### Exercise brief
The records below must be copied in full; omit the images.

__________________________________________________

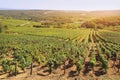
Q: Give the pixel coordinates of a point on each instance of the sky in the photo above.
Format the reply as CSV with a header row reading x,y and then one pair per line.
x,y
87,5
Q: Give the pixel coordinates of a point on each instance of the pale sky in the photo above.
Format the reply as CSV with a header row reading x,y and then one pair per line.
x,y
61,4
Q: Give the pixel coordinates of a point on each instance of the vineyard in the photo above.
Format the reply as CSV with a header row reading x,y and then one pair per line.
x,y
86,51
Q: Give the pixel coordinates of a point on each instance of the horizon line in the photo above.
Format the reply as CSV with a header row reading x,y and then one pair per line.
x,y
61,9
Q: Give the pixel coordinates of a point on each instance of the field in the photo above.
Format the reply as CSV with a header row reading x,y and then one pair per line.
x,y
44,51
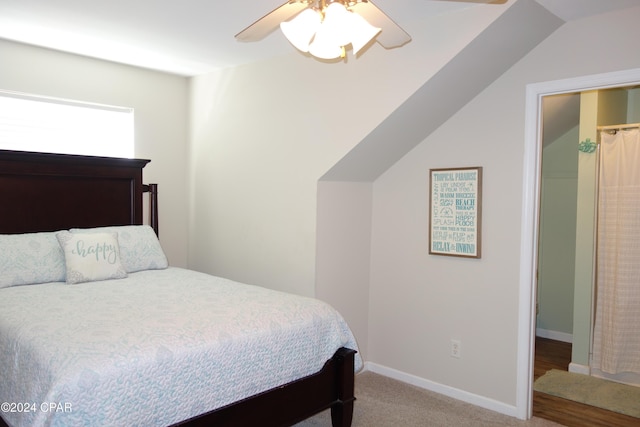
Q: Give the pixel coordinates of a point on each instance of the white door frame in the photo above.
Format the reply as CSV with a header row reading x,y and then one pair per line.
x,y
530,215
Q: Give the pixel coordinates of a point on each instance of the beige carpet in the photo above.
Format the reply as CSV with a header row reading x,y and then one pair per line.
x,y
621,398
384,402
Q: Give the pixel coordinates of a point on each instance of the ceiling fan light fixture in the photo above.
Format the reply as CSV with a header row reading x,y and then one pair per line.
x,y
301,29
325,28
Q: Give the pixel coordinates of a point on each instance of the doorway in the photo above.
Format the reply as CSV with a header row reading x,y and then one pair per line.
x,y
531,209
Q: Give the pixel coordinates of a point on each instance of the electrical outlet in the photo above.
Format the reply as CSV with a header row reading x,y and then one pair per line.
x,y
456,348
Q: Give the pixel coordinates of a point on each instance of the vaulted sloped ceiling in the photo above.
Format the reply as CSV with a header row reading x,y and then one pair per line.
x,y
510,37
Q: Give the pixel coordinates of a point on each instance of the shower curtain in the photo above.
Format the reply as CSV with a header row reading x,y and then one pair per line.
x,y
616,338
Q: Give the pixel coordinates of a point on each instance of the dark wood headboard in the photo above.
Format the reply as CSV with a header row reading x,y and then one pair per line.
x,y
49,192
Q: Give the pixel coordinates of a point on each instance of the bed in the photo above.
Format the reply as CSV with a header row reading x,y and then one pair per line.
x,y
126,339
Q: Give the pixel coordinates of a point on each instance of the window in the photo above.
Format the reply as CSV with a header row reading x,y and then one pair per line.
x,y
49,125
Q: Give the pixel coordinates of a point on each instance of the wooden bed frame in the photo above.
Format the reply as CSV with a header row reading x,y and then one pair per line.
x,y
49,192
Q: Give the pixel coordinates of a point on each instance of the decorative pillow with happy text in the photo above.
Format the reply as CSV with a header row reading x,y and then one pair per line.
x,y
91,256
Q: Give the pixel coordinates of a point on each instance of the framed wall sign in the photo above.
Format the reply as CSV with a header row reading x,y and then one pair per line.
x,y
455,212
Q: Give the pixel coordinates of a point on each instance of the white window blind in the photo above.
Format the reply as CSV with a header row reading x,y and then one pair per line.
x,y
49,125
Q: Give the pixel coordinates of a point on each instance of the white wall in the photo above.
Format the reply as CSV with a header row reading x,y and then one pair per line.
x,y
418,303
160,104
263,134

__________________________________________________

### Full answer
Q: Give the pixel coordinates of a point on each instance of the sky in the photo above.
Format the reply as CSV with a header row reading x,y and then one pair per line.
x,y
87,5
Q: Give the pixel coordinates of a point on each instance of the pale sky in the photo above.
Format the reply as CSV with a header row reading x,y and then one pair per line.
x,y
61,4
Q: Give the pixel coordinates of a point on each instance of the vineyard in the photo above.
Format the reply as CSV with a header row reading x,y and then one pair per line.
x,y
86,51
Q: Give the pixel coordinates of a point on each instance of the horizon line in the photo above.
Format the reply as CSV with a header row reading x,y and then one pair per line.
x,y
61,9
Q: Give the pixel coordinates of a point on each instance of the field in the photo above.
Format the reply as CSV with a header row reading x,y and then one pair per line.
x,y
44,51
Q: Give the pixel coordinates of a point on each instance of the white door frame in the photo above.
Format the reply as CSV with a header row reading x,y and then one pair per line.
x,y
530,215
Q: Give the pixel coordinates of a point on each instance of the beige carpet in the photo above.
Format the reply as CSV with a header row reading x,y and then one pair per line.
x,y
621,398
384,402
Q: Give the pixel coordinates of a point on each instance of the ceiling fan light fixture in the photo above.
Format the reply as CSV with a header row reading x,y and then one pair per line.
x,y
301,29
325,28
Q: Give the pixel coordinates of a point on each instance of the doorway in the photo above.
Format the reply as CSV with a header row reading x,y and then one pair per line.
x,y
531,209
Q: Give the pixel coordinates of a point on each instance of the electrical outlet in the photo above.
Format the reply as CSV with a header row reading x,y and then one pair per line.
x,y
456,348
Q: Give the pixel coordinates of a point on each instance of the vaulted sloped ceiling in the photo above.
Format the reply as CSV with a header row reading x,y and then one pair per line.
x,y
510,37
Q: Give the pixel coordinates of a point on each instance of the shower curtain in the photo above.
Format the reply as CSV with a header row reading x,y and then one pair per line.
x,y
616,338
Q: Give the pixel coordinates of a point on each instance of the dark wood headboard in the photo above.
Format the reply as CSV with a header row reading x,y and then one pair per line.
x,y
49,192
Q: Give the pixel coordinates of a point on each instance of the bed in the photo above.
Format the reply as CSV with a header row reading x,y and then one pair per line.
x,y
126,339
Q: Give the pixel coordinates of a point on each instance of the window in the photo above.
Format the reply as CSV with a header row reading x,y and then one pair per line.
x,y
49,125
Q: Give the pixel coordinates of a point on each instance of the wooden bed frame in the photo above.
Format the reply as CSV with a header row reading x,y and then one pair per line.
x,y
49,192
Q: Give the pixel coordinates of a point on each instance of the decorative pillow with happy text in the photo above.
Format the reply as CSV with a header row reading x,y and then one pair per line.
x,y
91,256
Q: Give the pixel coordinates of a point on each instance of the framed wall sign in the photo above.
Format the reply as CSV with a header row reading x,y and then one pair per line.
x,y
455,212
Q: Give the pixel coordinates of a point on each instance of the white window blind in the photo above.
Format the reply as CSV with a header row reading x,y and then one pair per line.
x,y
49,125
Q: Give the pixel coordinates of a point on each instance of the white wall in the photo above.
Format the reply as CSV with a header row reading x,y and then one pair per line.
x,y
418,303
160,104
263,134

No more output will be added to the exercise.